**Required work:**
Copy the lines from the one containing "Thank you for the photo. Could you pin the seagull" through the end, offsetting each coordinate that follows a "Target:" line by -150 and leaving every other line unchanged.

:::::

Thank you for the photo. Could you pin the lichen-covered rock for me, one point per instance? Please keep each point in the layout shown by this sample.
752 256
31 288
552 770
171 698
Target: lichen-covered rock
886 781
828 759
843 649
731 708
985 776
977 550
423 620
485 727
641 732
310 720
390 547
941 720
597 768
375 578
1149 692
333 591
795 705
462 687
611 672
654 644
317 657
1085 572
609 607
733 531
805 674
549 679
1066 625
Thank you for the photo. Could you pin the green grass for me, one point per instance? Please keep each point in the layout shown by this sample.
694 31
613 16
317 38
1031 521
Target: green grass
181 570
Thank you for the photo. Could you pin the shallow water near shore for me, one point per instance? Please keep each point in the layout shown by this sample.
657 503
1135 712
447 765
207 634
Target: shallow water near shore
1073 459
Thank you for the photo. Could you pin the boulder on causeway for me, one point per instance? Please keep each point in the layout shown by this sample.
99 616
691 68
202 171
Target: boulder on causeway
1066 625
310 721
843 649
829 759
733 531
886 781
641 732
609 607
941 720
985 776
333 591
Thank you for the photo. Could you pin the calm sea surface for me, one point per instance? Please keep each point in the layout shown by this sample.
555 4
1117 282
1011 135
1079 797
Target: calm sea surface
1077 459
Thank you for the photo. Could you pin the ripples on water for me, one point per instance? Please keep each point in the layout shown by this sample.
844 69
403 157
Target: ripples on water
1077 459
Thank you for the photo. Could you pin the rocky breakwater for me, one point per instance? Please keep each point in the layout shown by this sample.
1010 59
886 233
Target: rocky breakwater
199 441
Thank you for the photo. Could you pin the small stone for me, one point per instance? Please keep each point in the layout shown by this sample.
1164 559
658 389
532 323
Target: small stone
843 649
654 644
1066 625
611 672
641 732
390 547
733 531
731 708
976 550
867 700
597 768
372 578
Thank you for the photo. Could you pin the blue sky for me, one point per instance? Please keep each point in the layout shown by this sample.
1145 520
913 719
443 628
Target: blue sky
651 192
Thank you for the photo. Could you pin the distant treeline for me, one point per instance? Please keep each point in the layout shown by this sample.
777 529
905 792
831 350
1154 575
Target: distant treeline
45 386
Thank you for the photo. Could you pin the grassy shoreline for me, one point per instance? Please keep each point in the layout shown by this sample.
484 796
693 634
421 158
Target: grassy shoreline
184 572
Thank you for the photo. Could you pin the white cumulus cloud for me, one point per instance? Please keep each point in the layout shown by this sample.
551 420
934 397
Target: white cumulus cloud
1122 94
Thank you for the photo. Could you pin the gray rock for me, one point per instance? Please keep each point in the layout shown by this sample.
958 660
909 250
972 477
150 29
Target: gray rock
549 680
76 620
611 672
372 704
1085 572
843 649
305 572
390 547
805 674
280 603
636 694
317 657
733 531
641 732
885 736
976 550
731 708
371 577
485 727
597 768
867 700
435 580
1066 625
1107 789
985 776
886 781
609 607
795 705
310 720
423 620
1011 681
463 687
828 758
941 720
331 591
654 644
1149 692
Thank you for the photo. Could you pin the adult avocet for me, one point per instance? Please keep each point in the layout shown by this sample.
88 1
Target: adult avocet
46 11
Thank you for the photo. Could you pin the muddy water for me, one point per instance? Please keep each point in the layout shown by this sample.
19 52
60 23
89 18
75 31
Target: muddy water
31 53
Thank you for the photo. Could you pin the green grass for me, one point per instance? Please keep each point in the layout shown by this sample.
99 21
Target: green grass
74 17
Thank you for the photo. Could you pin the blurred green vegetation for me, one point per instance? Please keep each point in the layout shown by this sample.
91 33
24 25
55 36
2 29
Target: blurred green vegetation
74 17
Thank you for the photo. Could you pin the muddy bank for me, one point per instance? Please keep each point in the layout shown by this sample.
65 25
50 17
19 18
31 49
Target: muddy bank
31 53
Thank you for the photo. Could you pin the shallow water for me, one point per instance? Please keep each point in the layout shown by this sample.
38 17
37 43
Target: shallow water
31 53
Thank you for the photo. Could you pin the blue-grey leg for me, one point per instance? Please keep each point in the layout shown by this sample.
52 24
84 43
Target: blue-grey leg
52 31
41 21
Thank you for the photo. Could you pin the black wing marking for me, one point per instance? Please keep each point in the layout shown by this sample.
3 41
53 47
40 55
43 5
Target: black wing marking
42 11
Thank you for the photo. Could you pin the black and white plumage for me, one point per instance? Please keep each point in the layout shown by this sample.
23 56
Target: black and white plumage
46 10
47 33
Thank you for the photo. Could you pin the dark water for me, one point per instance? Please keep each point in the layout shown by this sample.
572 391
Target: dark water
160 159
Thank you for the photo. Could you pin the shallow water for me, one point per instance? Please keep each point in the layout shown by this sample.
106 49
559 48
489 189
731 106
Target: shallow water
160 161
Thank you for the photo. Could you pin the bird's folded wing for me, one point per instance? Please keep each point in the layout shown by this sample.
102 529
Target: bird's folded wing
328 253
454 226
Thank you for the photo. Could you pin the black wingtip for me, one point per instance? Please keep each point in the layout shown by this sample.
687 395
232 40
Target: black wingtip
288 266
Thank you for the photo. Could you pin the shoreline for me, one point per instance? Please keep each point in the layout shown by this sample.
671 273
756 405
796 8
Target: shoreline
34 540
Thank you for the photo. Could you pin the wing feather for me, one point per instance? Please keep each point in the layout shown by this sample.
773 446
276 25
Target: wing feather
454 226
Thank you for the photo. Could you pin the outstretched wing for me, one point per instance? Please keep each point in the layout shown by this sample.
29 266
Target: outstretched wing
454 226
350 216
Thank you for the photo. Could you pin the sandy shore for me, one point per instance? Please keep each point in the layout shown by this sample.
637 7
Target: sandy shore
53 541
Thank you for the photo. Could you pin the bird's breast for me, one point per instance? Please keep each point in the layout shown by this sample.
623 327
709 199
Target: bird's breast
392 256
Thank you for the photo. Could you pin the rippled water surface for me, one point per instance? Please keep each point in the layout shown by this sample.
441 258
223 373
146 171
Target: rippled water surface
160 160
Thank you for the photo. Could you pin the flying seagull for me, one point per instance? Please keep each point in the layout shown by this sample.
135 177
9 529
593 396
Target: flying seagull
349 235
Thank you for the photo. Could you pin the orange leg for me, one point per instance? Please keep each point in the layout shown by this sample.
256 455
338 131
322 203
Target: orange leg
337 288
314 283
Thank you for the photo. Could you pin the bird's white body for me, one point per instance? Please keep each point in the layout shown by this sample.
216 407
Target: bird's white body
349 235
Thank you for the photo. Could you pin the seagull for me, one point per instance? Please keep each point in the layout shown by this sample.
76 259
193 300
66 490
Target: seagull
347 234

:::::

**Exercise answer:**
Thank you for the photo. Could you pin the seagull for me, one point per instance? Please keep each point in the layout shown by this sample.
76 259
193 300
66 490
Target: seagull
197 84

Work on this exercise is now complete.